TASK TO CARRY OUT: Copy out the lines in the records below without any changes, from the line with "of the blue" to the line with "Target: dense vegetation", both of those lines included. Leave out every other line.

(Collected data)
-----
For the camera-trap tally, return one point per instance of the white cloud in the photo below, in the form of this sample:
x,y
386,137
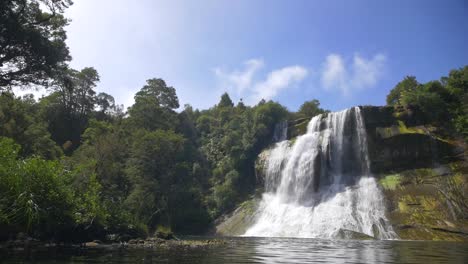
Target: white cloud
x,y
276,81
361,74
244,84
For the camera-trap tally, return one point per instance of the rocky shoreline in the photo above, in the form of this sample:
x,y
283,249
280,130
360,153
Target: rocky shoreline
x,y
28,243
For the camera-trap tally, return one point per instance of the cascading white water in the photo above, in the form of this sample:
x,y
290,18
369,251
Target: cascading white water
-----
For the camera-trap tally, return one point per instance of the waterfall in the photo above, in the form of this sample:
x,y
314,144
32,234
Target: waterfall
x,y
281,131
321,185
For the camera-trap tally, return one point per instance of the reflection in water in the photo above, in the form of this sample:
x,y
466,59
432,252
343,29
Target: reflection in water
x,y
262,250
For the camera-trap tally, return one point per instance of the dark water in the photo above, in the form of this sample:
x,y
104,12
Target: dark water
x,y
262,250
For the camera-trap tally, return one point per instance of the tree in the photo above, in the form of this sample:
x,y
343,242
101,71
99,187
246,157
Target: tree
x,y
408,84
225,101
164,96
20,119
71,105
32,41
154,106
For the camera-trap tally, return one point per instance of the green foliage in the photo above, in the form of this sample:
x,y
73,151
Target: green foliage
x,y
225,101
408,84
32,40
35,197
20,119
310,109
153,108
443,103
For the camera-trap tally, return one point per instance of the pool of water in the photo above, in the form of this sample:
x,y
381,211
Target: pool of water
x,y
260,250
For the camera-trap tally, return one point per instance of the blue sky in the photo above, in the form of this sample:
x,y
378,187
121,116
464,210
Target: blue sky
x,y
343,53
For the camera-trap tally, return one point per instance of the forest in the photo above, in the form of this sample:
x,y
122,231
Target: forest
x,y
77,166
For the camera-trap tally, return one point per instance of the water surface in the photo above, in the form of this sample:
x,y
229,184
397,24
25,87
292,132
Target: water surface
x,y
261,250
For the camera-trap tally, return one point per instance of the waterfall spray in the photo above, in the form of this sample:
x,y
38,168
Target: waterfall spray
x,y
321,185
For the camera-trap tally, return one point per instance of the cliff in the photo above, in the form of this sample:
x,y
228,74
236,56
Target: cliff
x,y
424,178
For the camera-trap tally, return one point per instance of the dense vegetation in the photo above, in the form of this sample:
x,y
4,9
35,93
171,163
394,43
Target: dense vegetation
-----
WRITTEN RESPONSE:
For the camera-trap tally, return one point per instance of the blue sky in the photo above, in the form of this sample:
x,y
378,187
121,116
464,210
Target: blue sky
x,y
343,53
For the camera-trap tally, return one point per instance of the forest in the photo above, in the form of this sample:
x,y
122,231
Target: forest
x,y
77,166
For the camera-trap tally, return one point per instance of the water surface in the photo above, in the form of this sample:
x,y
229,184
397,24
25,87
292,132
Target: water surface
x,y
261,250
For the camera-trap tally, return one point per instance of the waterfall spray in the photo above, in the form of this sample:
x,y
38,168
Target: waterfall spray
x,y
321,185
For the camera-trap tally, return one point per instance of the cliff in the photo above, in the form of this sample:
x,y
228,74
236,56
Target: cliff
x,y
424,178
For the camera-trap tally, return one point per instance of the dense vegetation in the photo above, in the form of this sample:
x,y
4,9
35,93
171,163
394,43
Target: dense vegetation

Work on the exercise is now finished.